* START *

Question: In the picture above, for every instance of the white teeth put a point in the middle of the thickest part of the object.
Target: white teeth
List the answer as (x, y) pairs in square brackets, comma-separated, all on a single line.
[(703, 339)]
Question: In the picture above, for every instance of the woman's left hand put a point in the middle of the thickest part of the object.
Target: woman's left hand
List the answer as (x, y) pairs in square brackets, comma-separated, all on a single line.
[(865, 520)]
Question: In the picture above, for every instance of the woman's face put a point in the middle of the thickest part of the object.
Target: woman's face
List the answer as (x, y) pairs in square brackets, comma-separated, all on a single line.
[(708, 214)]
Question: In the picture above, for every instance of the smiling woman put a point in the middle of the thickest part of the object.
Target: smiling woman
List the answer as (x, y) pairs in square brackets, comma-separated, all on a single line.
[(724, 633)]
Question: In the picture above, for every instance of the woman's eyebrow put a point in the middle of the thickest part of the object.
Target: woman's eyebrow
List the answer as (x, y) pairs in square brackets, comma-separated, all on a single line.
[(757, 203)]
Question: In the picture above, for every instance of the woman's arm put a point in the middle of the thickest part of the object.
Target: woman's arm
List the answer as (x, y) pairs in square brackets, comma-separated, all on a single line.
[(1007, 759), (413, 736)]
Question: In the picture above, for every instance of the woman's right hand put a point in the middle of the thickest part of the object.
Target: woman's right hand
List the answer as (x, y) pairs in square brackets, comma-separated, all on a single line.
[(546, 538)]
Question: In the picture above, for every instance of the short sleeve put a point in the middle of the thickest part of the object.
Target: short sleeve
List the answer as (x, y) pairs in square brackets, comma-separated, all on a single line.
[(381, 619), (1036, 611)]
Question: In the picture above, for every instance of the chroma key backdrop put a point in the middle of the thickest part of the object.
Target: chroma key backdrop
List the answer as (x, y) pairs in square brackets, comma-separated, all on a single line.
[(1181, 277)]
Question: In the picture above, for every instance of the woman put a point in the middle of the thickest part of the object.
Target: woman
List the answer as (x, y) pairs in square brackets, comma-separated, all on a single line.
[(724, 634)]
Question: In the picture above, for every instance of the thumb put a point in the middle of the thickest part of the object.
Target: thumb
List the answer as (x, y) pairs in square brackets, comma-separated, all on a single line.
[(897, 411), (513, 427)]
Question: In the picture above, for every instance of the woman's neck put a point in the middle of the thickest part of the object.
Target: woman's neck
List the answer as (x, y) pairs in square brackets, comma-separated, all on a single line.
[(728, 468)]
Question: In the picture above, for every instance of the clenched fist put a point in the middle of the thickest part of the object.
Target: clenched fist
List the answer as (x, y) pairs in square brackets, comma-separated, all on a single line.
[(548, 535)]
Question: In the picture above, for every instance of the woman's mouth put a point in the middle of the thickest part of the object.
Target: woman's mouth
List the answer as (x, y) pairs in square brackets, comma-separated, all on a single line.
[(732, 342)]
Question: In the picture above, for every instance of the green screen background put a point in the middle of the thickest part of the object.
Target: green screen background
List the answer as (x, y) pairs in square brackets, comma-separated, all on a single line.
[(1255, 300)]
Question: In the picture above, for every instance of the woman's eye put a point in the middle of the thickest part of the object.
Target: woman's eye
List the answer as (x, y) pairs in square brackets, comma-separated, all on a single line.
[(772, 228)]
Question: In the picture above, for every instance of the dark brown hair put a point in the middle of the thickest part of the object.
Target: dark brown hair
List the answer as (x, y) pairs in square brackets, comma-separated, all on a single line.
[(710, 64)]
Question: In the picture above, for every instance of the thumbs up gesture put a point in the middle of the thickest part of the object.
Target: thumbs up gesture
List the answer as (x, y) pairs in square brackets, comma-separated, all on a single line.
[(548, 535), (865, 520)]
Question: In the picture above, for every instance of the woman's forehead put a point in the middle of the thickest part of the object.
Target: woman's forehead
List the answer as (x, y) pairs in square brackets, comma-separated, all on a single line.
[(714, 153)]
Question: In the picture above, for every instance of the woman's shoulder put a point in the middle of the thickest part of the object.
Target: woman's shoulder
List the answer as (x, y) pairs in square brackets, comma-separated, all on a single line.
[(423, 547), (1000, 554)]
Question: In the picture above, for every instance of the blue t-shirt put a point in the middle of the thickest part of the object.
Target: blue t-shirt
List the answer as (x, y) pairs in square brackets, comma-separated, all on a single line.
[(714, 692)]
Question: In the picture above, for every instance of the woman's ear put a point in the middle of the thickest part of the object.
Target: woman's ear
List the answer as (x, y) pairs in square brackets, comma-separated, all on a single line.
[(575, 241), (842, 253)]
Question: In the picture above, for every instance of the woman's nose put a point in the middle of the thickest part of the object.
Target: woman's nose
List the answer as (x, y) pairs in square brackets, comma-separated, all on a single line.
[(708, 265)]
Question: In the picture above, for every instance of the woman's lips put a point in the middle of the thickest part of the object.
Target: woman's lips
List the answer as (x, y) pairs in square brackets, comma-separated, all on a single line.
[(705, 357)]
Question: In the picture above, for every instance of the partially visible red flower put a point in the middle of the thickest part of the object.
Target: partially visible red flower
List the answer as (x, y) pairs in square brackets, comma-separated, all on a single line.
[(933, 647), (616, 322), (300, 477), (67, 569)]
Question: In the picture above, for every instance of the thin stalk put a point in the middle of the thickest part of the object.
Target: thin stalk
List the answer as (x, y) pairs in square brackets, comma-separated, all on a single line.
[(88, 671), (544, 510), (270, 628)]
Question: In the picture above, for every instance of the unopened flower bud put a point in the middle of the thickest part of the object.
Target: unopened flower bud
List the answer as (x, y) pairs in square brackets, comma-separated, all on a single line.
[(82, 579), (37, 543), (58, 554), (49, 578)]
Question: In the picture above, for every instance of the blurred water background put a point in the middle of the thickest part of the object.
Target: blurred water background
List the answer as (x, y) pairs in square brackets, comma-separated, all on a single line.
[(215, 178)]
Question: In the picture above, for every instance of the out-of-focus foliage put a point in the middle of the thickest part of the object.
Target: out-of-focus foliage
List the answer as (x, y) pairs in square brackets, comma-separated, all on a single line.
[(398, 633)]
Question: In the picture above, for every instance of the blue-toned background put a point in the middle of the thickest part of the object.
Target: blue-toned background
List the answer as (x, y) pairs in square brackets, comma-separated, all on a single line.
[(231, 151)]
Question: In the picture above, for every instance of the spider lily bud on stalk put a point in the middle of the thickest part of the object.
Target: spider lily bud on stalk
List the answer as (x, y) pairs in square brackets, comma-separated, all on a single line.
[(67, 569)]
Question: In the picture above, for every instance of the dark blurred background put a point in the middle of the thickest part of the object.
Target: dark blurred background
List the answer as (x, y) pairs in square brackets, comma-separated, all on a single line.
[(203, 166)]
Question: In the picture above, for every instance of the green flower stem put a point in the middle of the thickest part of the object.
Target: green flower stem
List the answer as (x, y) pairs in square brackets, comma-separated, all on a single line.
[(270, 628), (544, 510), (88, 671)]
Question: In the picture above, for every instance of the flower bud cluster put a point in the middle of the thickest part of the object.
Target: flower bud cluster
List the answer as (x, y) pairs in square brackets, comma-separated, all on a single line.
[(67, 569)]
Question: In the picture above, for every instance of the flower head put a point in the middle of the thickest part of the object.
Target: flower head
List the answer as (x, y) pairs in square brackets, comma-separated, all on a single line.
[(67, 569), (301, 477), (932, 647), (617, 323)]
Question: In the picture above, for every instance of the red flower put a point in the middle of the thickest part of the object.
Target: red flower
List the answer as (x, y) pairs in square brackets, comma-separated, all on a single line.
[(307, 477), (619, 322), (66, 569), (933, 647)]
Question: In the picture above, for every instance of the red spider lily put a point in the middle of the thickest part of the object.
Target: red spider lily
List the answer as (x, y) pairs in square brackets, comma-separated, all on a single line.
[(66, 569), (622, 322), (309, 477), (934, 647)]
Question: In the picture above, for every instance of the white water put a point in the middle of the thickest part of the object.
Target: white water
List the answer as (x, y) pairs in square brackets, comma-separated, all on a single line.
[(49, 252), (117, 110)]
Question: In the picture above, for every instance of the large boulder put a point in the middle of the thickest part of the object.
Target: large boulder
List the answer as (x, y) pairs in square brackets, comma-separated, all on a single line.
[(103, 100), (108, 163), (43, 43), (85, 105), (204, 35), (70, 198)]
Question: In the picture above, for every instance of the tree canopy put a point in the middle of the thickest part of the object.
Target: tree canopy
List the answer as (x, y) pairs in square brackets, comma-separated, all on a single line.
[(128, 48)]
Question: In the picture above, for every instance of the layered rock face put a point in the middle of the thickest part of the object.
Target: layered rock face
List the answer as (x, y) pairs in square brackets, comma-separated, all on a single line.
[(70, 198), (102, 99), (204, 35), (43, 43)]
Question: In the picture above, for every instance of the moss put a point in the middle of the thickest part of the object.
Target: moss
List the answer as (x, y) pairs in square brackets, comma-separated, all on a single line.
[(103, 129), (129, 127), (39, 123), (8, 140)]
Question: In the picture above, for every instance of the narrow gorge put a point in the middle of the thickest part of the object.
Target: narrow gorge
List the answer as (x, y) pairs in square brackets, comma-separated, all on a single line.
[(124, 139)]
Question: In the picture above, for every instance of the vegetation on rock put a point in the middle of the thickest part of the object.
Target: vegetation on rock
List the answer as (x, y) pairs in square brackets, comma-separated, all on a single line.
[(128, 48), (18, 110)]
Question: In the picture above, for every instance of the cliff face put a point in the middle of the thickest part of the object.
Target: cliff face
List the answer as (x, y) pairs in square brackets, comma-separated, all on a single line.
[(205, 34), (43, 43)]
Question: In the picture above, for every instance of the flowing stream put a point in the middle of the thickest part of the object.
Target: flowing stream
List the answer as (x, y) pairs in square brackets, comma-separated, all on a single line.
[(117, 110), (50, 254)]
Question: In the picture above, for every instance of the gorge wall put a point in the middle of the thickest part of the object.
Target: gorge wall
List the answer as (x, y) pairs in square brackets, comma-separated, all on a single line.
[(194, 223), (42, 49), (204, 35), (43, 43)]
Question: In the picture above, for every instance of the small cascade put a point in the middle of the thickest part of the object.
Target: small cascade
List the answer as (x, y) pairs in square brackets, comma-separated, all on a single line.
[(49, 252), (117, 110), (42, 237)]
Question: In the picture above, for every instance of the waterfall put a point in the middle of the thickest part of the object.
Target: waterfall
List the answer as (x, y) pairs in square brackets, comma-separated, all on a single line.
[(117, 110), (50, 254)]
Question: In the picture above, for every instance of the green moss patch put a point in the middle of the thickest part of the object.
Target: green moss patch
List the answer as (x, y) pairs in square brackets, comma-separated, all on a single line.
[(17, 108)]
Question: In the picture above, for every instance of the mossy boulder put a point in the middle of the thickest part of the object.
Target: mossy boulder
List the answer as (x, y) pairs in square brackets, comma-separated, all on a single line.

* END *

TASK DESCRIPTION:
Copy out word for word everything from the line containing "the woman put" down to the line containing "[(897, 411), (513, 427)]", both of those lines included.

PROBLEM SOLUTION:
Question: In the picture above, for every instance of the woman put a point in the middle of the thickest part of the object.
Target: woman
List the answer as (x, y) pairs in square brackets, comma-separated, all on a single line.
[(724, 634)]
Question: In the picture above, for every instance of the thumb put a point in the middle of the thickest part of the object.
Target: thumb
List the answer as (x, y) pairs in square brackets, comma-separated, all on a single line.
[(897, 411), (513, 427)]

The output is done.